◆ Text segment
= Beginning of Section =
As the coil generates this gunking residue, the flavor or vapor production may be slightly diminished, causing the e-cigarette user to take deeper draws off the e-cigarette device. The speed at which the gunking residue is created is a complicated number to calculate as it is directly correlated to the temperature of the coils, how well the wicking material is designed, how thick the e-liquid is, how many AVCs are in the e-liquid, which AVCs are in the e-liquid, how much airflow enters the atomizing chamber, etc. Some e-liquids may not create gunking residue for days or even weeks, whereas other e-liquids can create gunking residue in mere hours or less.
As the process continues over time and repeated draws of the e-cigarette, the gunking residue starts to increase at a faster rate. This is because the residue reduces the amount of e-liquid converted to vapor, and the gunking residue attracts more of the AVCs within the e-liquid solution. The residue compounds are now in direct contact with extremely hot metal coils, greatly increasing the likelihood of burning or conversion to other compounds.
In some cases, this leads to a foul taste during the vaping process. It can also lead to the cotton wick burning as well. In general, when the vapor flavor is foul, the e-cigarette user will replace the cotton and coil with a new one, but not all gunk residues will taste foul enough to warrant a change. Many e-liquid solutions contain a significantly higher amount of AVCs than similar flavors used in food and drink products, and this higher amount can mask foul tastes of gunk residue or conversion of the AVCs into new compounds.
= End of Section =
◆ Data extracts
= Beginning of Section =
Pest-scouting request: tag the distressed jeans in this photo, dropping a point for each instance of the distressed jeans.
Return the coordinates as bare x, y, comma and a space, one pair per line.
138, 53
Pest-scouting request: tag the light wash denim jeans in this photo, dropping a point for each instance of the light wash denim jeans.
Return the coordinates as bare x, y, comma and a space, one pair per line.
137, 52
= End of Section =
= Beginning of Section =
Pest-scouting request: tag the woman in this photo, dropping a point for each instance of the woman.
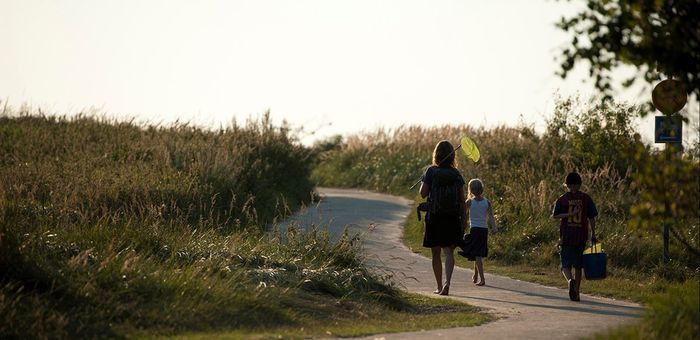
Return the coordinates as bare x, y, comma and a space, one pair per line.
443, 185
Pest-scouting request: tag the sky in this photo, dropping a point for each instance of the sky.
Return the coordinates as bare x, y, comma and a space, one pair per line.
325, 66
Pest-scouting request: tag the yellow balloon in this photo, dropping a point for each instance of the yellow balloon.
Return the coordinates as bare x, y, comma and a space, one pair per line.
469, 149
= End of Section =
◆ What this exercise asks
1. The passage on gunking residue names several things to which the speed of residue formation is directly correlated. List each one.
2. Answer these questions from the passage on gunking residue.
(a) What may the e-cigarette user do when flavor or vapor production is diminished?
(b) What does the gunking residue attract from the e-liquid solution?
(c) What does the user generally replace when the vapor flavor is foul?
3. Reproduce word for word the part of the passage on gunking residue that begins at the words "As the process" and stops after "to other compounds.".

◆ Solved tasks
1.
- The temperature of the coils
- How well the wicking material is designed
- How thick the e-liquid is
- How many AVCs are in the e-liquid
- Which AVCs are in the e-liquid
- How much airflow enters the atomizing chamber

2.
(a) The user may take deeper draws off the e-cigarette device.
(b) It attracts more of the AVCs within the e-liquid solution.
(c) The user replaces the cotton and coil with a new one.

3.
As the process continues over time and repeated draws of the e-cigarette, the gunking residue starts to increase at a faster rate. This is because the residue reduces the amount of e-liquid converted to vapor, and the gunking residue attracts more of the AVCs within the e-liquid solution. The residue compounds are now in direct contact with extremely hot metal coils, greatly increasing the likelihood of burning or conversion to other compounds.